## Start SOURCE EXCERPT

In their San Diego days (from 1987 through 1990, when they moved to Los Angeles), they called themselves Mighty Joe Young. Bandmembers have claimed the STP motor oil logo inspired them to change their name to Stone Temple Pilots, because they could get STP stickers for free at gas stations and use them as promotional giveaways (rumors that the STP motor company filed a lawsuit over the band’s initials appear to be unfounded). After being signed to Atlantic Records in 1992, their first album, Core, brought fame, fortune and, in the case of drummer Eric Kretz, an acrimonious and expensive divorce.
In a 1994 Rolling Stone poll, STP was voted Worst New Band by critics, and Best New Band by readers. The same year, STP’s song “Plush” won a “Best Hard Rock Performance” Grammy. All five of the band’s studio albums have earned either gold or platinum certification. Weiland’s 1996 arrest for possession of heroin and cocaine derailed the band for awhile. During a band hiatus from 1997 to 1999, Weiland released a solo album and the others formed a temporary band, Talk Show.
The band split in 2003, with Dean and Robert DeLeo forming Army of Anyone with Filter singer Richard Patrick and drummer Ray Luzier (who went on to join Korn). STP drummer Eric Kretz founded his own Bomb Shelter studio and worked as music supervisor of the Henry Rollins Show.
Weiland joined Velvet Revolver, which also featured former members of Guns N’ Roses. For awhile, anyway.
After Velvet Revolver canceled their sold-out February 2008 show at downtown’s House of Blues, the band released this statement: “Following Velvet Revolver’s performance [February 6] in Los Angeles, lead singer Scott Weiland voluntarily entered a rehab facility. Tonight’s scheduled performance at San Diego has been postponed.”
VR canceled a planned Australia tour as well. Shortly after resuming their tour schedule, Weiland announced onstage that Velvet Revolver was through. The band rebutted that they would stay together, with a new lead singer.
After coming across the DeLeo brothers at a 2007 beach party, Weiland began talking to them about an STP reunion. The result was a 2008 reunion tour and a 2010 self-titled album produced with help from Don Was. The album came out on Atlantic Records, despite the fact that the label had sued over breach-of-contract issues, when the band first announced its plans to reunite and record withOUT Atlantic. Released in May, 2010, it debuted at number two on the Billboard album charts.
Weiland released a holiday single in 2009, “Have Yourself a Merry Little Christmas.” Later in 2010, he announced a solo Christmas album is in the works, but it ended up being shelved until late 2011.

## End SOURCE EXCERPT
## Start RECORDS

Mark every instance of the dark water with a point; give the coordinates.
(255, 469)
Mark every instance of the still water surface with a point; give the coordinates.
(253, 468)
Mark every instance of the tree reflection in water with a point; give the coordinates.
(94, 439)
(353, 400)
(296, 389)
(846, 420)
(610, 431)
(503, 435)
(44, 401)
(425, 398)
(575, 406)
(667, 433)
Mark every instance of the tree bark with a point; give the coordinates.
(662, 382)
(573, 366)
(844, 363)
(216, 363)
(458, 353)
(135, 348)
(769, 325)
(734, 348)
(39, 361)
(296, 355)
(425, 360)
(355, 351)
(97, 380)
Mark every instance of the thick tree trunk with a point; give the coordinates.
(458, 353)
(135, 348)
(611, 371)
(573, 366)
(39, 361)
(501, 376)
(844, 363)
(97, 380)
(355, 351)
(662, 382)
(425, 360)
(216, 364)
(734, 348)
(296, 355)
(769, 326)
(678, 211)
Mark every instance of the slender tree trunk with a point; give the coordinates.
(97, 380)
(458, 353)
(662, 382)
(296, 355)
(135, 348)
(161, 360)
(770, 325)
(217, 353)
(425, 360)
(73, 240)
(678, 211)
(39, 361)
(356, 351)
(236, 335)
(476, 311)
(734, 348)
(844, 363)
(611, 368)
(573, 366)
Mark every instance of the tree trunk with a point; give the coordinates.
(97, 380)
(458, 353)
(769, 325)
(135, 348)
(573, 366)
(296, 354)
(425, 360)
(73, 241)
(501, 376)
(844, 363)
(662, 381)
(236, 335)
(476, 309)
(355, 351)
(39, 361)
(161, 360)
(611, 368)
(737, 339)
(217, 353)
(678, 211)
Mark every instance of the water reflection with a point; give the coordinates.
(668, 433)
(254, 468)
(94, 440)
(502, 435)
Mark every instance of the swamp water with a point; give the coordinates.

## End RECORDS

WHAT TO WORK ON: Summarize the Stone Temple Pilots text in three sentences.

FULL OUTPUT: Stone Temple Pilots started out in San Diego as Mighty Joe Young, signed with Atlantic Records in 1992, and found fame with their first album, Core, later winning a Grammy for "Plush" and earning gold or platinum certification for all five studio albums. Weiland's 1996 drug arrest derailed the band, which split in 2003, and Weiland then joined Velvet Revolver until he entered rehab in 2008 and later announced onstage that the group was through. After meeting the DeLeo brothers at a 2007 beach party, Weiland pursued a reunion that produced a 2008 tour and a 2010 self-titled album, which debuted at number two on the Billboard album charts.